© JUNGE FREIHEIT Verlag GmbH & Co.  www.jungefreiheit.de  52/14 - 01/15 / 19. Dezember 2014

Nur die Ladendiener der Revolution
Karl Schlögel präsentiert die Debatte russischer Exiljuden über die jüdische Rolle im Bolschewismus
Ernst Nolte

Die Formel vom „jüdischen Bolschewismus“ war bekanntlich einer der wichtigsten Termini in der Propaganda Adolf Hitlers und des deutschen Nationalsozialismus. Wer den Versuch macht, zu einem „objektiven“ Urteil zu gelangen, kann vermutlich keinen besseren Weg finden, als die Publikationen von nichtbolschewistischen Juden aus den frühen zwanziger Jahren zur Kenntnis zu nehmen, die noch unmittelbar den Dingen selbst konfrontiert waren und deren Blick noch nicht durch den Blick auf Adolf Hitler und dessen Propaganda beeinflußt war.

_Ziel A_. Aktualisiere in den Datensätzen die Zeilen von der Zeile mit „of the hillside“ bis zum Ende der Datensätze, beide Enden eingeschlossen: Ersetze „hillside greenery“ durch „slope vegetation“ und gib diese Zeilen sonst unverändert wieder.

_Zu bearbeitende Datensätze_.
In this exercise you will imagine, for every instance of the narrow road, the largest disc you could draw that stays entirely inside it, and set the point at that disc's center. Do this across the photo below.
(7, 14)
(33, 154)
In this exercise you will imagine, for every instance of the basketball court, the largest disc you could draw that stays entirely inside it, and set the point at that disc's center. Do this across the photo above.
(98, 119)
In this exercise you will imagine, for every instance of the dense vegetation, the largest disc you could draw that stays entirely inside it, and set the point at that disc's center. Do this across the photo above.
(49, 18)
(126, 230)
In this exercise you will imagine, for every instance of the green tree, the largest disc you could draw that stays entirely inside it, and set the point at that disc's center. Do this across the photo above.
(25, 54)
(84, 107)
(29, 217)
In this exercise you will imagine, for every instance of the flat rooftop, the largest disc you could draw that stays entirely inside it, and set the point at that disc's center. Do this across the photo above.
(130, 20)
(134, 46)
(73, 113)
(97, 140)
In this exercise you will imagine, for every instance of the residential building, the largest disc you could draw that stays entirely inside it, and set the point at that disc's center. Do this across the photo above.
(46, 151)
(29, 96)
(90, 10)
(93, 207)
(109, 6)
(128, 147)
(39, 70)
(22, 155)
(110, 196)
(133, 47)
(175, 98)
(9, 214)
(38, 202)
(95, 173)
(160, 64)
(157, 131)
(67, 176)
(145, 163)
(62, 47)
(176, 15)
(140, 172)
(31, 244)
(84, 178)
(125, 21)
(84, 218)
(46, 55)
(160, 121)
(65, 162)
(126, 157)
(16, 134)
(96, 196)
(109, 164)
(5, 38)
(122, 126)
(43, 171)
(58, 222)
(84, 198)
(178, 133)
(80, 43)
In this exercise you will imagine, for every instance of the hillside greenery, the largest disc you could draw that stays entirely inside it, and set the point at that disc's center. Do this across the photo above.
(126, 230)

_Ziel B_.
Beantworte zum Textauszug:
(i) Wer ist als Verfasser genannt?
(ii) Wessen Debatte präsentiert Karl Schlögel laut Untertitel, und worüber wird sie geführt?
(iii) Aus welcher Zeit stammen die Publikationen, deren Kenntnisnahme der Textauszug als besten Weg zu einem „objektiven“ Urteil nennt?

_Erwartete Ausgabe A_.
In this exercise you will imagine, for every instance of the slope vegetation, the largest disc you could draw that stays entirely inside it, and set the point at that disc's center. Do this across the photo above.
(126, 230)

_Erwartete Ausgabe B_.
(i) Ernst Nolte.
(ii) Die Debatte russischer Exiljuden über die jüdische Rolle im Bolschewismus.
(iii) Aus den frühen zwanziger Jahren.